_QUOTED TEXT_.
-*-
Macroprocessor

machineauthorcommitcommit dateplatformtimechecksumcheckrel timebonus

Your task is to implement a class representing the state of a macroprocessor with the following interface:

		template< typename policy>
		class macroprocessor {
		public:
			bool process(const std::string& s, std::string& output);
		};
	
The function process shall analyze the string s containing an input line (without any line delimiters).
If this line is a definition of a macro, the function shall save the definition in the private data of the macroprocessor class and return false.
Otherwise, the function shall expand all macros found in the input line (recursively) place the result in the string output and return true.

The class shall be a template parameterized with one of the policy classes describing the vectorization instruction set supported.
For this class, vectorization is probably useless, therefore, you may avoid some template-related problems by rewriting the interface as follows:

		class macroprocessor_impl {
		public:
			bool process(const std::string& s, std::string& output);
		};

		template< typename policy>
		class macroprocessor : public macroprocessor_impl {};
	

The macroprocessor class will not be copied or moved, i.e. copy/move support may be disabled.

Detailed specification

All input lines are composed of words, white-space, and (in the case of macro definition) the character '='. Words are sequences of letters, i.e. [a-zA-Z]+. White-space is a sequence of spaces, i.e. [ ]+. Adjacent words must be separated by white-space, in addition, there may be white-space at the start/end of a line and next to the '=' sign. Lines will never contain a newline character, nor any other character not mentioned above.

The output lines shall contain only words, separated by single spaces. (The correctness is verified by hashing the output lines.)

The definition of a macro is a line containing a '=' after the first word (optionally interleaved by whitespace). The first word is the name of the macro being defined, the (possibly empty) remaining sequence of words is the body of the macro. Macro names are case-significant. The same name may be used more than once, i.e. macro definitions may be changed (but not deleted).

Macro expansion, i.e. the replacement of macro names by macro bodies, is done only during the (recursive) processing of an input line which is not a macro definition. Macro definitions themselves must be stored without expansion, because a subsequent macro definition may change the expansion of a word in a macro body. The expansion process logically works with sequences of words, i.e. words are never glued together and the amount of white-space between them is irrelevant.
-*-
_DATASET CONTENT_.
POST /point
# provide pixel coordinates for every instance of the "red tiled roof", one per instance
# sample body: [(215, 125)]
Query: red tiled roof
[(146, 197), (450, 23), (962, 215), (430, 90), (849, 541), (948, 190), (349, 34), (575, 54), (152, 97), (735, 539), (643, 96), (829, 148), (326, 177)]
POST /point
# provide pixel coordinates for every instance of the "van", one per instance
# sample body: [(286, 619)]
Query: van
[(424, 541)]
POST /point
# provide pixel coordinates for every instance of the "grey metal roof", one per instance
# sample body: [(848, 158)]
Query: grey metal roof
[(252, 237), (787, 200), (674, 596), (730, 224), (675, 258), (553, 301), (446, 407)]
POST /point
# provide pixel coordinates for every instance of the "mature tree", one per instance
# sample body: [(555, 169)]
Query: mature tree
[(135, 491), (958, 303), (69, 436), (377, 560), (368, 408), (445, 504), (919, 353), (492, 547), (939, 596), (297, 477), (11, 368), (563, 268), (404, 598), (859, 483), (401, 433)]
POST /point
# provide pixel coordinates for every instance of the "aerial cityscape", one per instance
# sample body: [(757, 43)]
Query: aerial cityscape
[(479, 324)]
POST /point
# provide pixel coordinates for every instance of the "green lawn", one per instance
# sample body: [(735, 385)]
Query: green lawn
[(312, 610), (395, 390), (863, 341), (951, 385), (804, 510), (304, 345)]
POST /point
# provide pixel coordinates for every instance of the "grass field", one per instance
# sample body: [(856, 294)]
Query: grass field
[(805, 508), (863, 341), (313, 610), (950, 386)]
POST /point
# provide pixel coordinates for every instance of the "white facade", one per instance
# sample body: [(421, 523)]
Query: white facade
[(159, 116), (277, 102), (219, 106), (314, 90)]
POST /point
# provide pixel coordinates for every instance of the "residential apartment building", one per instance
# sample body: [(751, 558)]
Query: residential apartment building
-*-
_WRITTEN EXERCISE 1_.
In the macroprocessor specification, what does the process function return when the input line is a macro definition?
_WRITTEN EXERCISE 2_.
Render the records as a JSON list of strings, one per line and with blank lines omitted. Begin at the first line of the records and stop after the line containing "Query: red tiled roof".

_TASK ANSWER 1_.
It returns false.

_TASK ANSWER 2_.
[
  "POST /point",
  "# provide pixel coordinates for every instance of the \"red tiled roof\", one per instance",
  "# sample body: [(215, 125)]",
  "Query: red tiled roof"
]